EXERCISE: Copy the whole text on Headroom's compression benchmarks and token costs word for word, including both tables.
═════ SOURCE DOCUMENT ═════
Headroom explicitly ships the rtk binary and uses it for shell-output rewriting, then compresses everything downstream. It also supports lean-ctx via HEADROOM_CONTEXT_TOOL=lean-ctx.
Benchmarks (Claimed)#
Real agent workloads:
| Workload | Before | After | Savings |
|---|---|---|---|
| Code search (100 results) | 17,765 | 1,408 | 92% |
| SRE incident debugging | 65,694 | 5,118 | 92% |
| GitHub issue triage | 54,174 | 14,761 | 73% |
| Codebase exploration | 78,502 | 41,254 | 47% |
Accuracy benchmarks (N=100 each):
| Benchmark | Category | Baseline | Headroom | Delta |
|---|---|---|---|---|
| GSM8K | Math | 0.870 | 0.870 | ±0.000 |
| TruthfulQA | Factual | 0.530 | 0.560 | +0.030 |
| SQuAD v2 | QA | — | 97% | 19% compression |
| BFCL | Tool use | — | 97% | 32% compression |
Reversibility via CCR means the LLM can retrieve originals when needed — addressing the accuracy risk of lossy compression.
Token Economics Model#
Headroom attacks the largest input token costs: logs, RAG chunks, and tool outputs are often 10–100× larger than necessary. A 92% reduction on a 65k-token SRE debug session saves ~$0.18 per incident in API costs at Sonnet 4.6 pricing. For teams running many automated agent workflows this compounds quickly.
═════ SUPPLIED MATERIAL ═════
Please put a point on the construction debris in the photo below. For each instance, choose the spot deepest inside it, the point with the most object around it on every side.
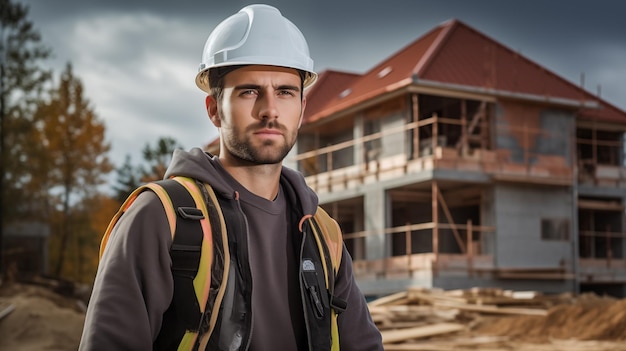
(496, 319)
═════
RESPONSE AREA:
Headroom explicitly ships the rtk binary and uses it for shell-output rewriting, then compresses everything downstream. It also supports lean-ctx via HEADROOM_CONTEXT_TOOL=lean-ctx.
Benchmarks (Claimed)#
Real agent workloads:
| Workload | Before | After | Savings |
|---|---|---|---|
| Code search (100 results) | 17,765 | 1,408 | 92% |
| SRE incident debugging | 65,694 | 5,118 | 92% |
| GitHub issue triage | 54,174 | 14,761 | 73% |
| Codebase exploration | 78,502 | 41,254 | 47% |
Accuracy benchmarks (N=100 each):
| Benchmark | Category | Baseline | Headroom | Delta |
|---|---|---|---|---|
| GSM8K | Math | 0.870 | 0.870 | ±0.000 |
| TruthfulQA | Factual | 0.530 | 0.560 | +0.030 |
| SQuAD v2 | QA | — | 97% | 19% compression |
| BFCL | Tool use | — | 97% | 32% compression |
Reversibility via CCR means the LLM can retrieve originals when needed — addressing the accuracy risk of lossy compression.
Token Economics Model#
Headroom attacks the largest input token costs: logs, RAG chunks, and tool outputs are often 10–100× larger than necessary. A 92% reduction on a 65k-token SRE debug session saves ~$0.18 per incident in API costs at Sonnet 4.6 pricing. For teams running many automated agent workflows this compounds quickly.